> YOUR GOAL:
Please copy out, word for word, the lines of the listing below from the one containing "Task: place one keypoint on every instance of the white painted" through the end of the listing, both ends included.

--- START ---

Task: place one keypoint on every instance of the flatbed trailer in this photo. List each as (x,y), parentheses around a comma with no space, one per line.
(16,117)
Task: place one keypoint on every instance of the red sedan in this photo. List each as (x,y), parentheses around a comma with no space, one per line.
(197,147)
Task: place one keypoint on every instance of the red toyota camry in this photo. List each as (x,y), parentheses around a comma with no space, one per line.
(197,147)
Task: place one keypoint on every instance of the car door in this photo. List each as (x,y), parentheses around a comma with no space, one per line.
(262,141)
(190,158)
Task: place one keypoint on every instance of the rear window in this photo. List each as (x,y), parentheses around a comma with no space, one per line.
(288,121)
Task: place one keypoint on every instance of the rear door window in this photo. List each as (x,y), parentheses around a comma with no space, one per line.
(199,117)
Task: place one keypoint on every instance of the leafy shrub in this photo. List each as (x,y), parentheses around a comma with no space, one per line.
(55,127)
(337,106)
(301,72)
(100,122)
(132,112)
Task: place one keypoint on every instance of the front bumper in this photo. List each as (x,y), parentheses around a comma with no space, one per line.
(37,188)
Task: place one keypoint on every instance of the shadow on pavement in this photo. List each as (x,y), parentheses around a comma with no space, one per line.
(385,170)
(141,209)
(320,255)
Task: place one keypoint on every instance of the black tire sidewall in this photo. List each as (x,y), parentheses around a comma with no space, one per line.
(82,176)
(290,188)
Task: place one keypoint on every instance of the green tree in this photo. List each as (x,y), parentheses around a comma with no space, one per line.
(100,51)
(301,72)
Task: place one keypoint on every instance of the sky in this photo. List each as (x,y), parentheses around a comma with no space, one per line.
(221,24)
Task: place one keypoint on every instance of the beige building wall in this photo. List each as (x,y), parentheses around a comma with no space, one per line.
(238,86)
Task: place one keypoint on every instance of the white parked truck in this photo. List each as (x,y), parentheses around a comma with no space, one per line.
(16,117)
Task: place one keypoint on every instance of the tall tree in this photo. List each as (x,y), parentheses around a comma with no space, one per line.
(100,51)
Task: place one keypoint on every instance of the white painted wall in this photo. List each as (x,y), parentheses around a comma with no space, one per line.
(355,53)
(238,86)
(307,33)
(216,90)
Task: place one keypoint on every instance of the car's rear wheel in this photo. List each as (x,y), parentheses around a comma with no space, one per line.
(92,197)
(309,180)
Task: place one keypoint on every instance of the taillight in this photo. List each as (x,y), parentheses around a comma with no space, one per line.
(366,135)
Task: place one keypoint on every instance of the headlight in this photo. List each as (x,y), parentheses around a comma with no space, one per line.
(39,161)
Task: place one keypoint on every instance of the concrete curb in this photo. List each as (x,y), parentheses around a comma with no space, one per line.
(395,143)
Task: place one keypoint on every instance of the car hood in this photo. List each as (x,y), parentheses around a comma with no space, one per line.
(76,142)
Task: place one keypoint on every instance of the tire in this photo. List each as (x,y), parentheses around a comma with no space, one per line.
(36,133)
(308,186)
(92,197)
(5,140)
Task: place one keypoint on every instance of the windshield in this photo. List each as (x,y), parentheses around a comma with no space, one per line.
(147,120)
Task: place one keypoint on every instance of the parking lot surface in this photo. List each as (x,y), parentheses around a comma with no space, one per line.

--- END ---

> ANSWER TO THE TASK:
Task: place one keypoint on every instance of the white painted wall in this photo. List each as (x,y), parentheses around a comma with no space, one per line.
(355,53)
(238,86)
(307,33)
(216,90)
Task: place one keypoint on every instance of the car's rear wheel in this photo. List each as (x,y), parentheses around a comma with no space, one per line.
(92,197)
(309,180)
Task: place one keypoint on every instance of the taillight in this photo. List each as (x,y), parentheses around a comma with no space, one per line.
(366,135)
Task: place one keypoint on every instance of the headlight in this photo. List each as (x,y), parentheses around a comma with no space, one per line.
(39,161)
Task: place one keypoint on every instance of the concrete curb in this photo. List each as (x,y), parentheses around a comma with no space, one per line.
(395,143)
Task: place one keypoint on every instance of the car hood in this photo. List each as (x,y), parentheses around a comma with no space, one per line.
(76,142)
Task: place one keypoint on every instance of the tire in this photo. List each as (x,y), parentheses around a comma with no space, one per line.
(36,133)
(308,186)
(92,197)
(5,140)
Task: place one keypoint on every instance of the windshield in this photo. List each as (x,y), parentheses around a comma with no space, one per line.
(147,120)
Task: place one keypoint on every instance of the parking lot surface in this photo. List each as (x,y), parentheses around a comma with no space, one per line.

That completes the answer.